Collected data:
[BEGIN]
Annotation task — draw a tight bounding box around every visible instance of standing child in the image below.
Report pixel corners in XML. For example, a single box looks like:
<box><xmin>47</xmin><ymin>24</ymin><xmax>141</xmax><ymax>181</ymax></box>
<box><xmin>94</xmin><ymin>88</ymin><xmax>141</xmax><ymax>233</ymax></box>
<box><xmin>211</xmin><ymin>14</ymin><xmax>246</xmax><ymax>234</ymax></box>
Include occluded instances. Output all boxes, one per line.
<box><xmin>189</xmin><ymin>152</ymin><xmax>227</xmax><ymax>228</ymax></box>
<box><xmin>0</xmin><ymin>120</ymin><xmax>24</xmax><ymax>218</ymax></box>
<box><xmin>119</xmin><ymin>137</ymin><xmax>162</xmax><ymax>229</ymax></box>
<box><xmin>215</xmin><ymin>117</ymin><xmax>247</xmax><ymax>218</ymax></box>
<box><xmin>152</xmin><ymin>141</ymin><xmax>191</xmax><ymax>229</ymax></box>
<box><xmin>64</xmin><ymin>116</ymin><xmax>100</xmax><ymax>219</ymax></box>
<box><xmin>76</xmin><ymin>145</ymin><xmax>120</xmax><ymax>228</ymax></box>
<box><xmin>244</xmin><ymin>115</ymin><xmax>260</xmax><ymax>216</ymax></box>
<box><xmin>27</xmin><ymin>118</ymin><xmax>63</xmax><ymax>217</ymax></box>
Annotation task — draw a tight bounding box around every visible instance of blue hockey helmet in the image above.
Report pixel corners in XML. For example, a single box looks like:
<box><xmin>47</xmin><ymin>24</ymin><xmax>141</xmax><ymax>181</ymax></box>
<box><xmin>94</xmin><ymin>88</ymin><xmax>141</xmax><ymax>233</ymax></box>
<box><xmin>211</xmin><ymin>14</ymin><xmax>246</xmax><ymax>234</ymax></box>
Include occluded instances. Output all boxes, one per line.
[END]
What is needed:
Write out every line of the records above word for word, keeping each line as it appears.

Result for this exercise:
Annotation task — draw a tight bounding box around every visible instance of standing child in the image below.
Report pixel corners in XML. For example, a single box looks like:
<box><xmin>47</xmin><ymin>24</ymin><xmax>141</xmax><ymax>181</ymax></box>
<box><xmin>94</xmin><ymin>88</ymin><xmax>141</xmax><ymax>233</ymax></box>
<box><xmin>211</xmin><ymin>14</ymin><xmax>246</xmax><ymax>234</ymax></box>
Include occluded instances. Output all boxes, one per line.
<box><xmin>189</xmin><ymin>152</ymin><xmax>227</xmax><ymax>228</ymax></box>
<box><xmin>0</xmin><ymin>120</ymin><xmax>24</xmax><ymax>218</ymax></box>
<box><xmin>119</xmin><ymin>137</ymin><xmax>162</xmax><ymax>229</ymax></box>
<box><xmin>215</xmin><ymin>117</ymin><xmax>247</xmax><ymax>218</ymax></box>
<box><xmin>152</xmin><ymin>141</ymin><xmax>191</xmax><ymax>229</ymax></box>
<box><xmin>64</xmin><ymin>116</ymin><xmax>100</xmax><ymax>219</ymax></box>
<box><xmin>76</xmin><ymin>145</ymin><xmax>120</xmax><ymax>228</ymax></box>
<box><xmin>244</xmin><ymin>115</ymin><xmax>260</xmax><ymax>216</ymax></box>
<box><xmin>27</xmin><ymin>118</ymin><xmax>63</xmax><ymax>217</ymax></box>
Annotation task — draw a tight bounding box around every visible instance of blue hockey helmet in the image above.
Report pixel corners in XML. For example, a single box looks like:
<box><xmin>47</xmin><ymin>24</ymin><xmax>141</xmax><ymax>181</ymax></box>
<box><xmin>94</xmin><ymin>88</ymin><xmax>141</xmax><ymax>233</ymax></box>
<box><xmin>211</xmin><ymin>14</ymin><xmax>246</xmax><ymax>234</ymax></box>
Include occluded instances. Output all boxes, one per line.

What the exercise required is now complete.